• DIRECTIONS
Please find every line in the entries below that contains the string "wheel", and copy it.

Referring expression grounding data
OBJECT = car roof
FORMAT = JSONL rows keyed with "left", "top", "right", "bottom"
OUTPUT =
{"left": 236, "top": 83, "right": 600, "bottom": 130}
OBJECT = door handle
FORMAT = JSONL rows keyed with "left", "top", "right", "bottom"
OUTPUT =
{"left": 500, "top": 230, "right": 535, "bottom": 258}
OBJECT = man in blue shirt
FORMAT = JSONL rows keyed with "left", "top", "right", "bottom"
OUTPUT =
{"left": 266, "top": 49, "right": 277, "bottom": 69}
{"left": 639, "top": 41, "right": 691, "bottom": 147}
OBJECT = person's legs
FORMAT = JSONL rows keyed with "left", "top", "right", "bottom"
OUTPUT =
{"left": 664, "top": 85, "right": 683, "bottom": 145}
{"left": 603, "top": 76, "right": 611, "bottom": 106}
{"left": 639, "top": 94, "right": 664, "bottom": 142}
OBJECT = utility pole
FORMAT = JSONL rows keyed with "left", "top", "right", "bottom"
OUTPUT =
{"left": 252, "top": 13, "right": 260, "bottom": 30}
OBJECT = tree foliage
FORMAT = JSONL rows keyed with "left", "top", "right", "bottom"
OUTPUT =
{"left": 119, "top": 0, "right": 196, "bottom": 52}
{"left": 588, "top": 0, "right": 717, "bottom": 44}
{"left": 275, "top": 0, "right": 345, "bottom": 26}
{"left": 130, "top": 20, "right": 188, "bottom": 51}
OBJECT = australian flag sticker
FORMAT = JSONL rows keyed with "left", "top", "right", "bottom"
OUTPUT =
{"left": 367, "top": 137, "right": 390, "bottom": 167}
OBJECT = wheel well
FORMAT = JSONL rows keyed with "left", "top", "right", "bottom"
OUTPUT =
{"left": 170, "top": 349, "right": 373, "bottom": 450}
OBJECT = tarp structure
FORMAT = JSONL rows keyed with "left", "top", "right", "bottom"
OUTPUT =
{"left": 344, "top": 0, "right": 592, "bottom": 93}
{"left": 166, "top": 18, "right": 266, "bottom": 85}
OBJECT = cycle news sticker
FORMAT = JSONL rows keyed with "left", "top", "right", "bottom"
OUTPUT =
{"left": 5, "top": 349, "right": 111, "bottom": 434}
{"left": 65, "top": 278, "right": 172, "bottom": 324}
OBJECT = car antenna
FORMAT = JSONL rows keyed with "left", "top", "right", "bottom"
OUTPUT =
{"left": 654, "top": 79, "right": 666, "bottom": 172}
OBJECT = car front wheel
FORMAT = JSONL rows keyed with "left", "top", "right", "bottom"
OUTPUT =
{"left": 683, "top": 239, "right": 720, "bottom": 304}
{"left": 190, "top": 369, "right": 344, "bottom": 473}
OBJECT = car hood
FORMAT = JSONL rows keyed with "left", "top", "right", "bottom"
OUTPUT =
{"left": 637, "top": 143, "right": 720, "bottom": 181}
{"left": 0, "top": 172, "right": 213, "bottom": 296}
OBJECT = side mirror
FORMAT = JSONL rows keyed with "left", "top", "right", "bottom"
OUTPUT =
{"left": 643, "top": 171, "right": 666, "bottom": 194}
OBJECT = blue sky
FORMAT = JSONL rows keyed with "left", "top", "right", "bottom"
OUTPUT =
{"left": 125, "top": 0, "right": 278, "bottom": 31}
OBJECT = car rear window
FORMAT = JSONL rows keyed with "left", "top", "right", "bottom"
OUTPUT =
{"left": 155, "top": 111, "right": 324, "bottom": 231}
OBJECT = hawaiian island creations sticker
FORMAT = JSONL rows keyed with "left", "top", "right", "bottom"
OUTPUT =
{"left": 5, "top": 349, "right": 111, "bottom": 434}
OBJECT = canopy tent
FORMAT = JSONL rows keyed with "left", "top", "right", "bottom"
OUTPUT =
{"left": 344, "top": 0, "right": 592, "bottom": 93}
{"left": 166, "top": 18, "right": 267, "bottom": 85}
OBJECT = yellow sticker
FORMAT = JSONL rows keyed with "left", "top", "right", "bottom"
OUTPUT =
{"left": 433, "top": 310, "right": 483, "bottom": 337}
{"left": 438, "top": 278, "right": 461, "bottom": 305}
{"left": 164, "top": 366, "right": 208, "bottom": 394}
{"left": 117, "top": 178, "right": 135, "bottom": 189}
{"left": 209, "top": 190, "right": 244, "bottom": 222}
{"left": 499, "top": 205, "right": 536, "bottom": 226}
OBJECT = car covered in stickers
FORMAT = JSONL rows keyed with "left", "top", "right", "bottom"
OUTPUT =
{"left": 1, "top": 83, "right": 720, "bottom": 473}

• REPLY
OBJECT = wheel well
OBJECT = car front wheel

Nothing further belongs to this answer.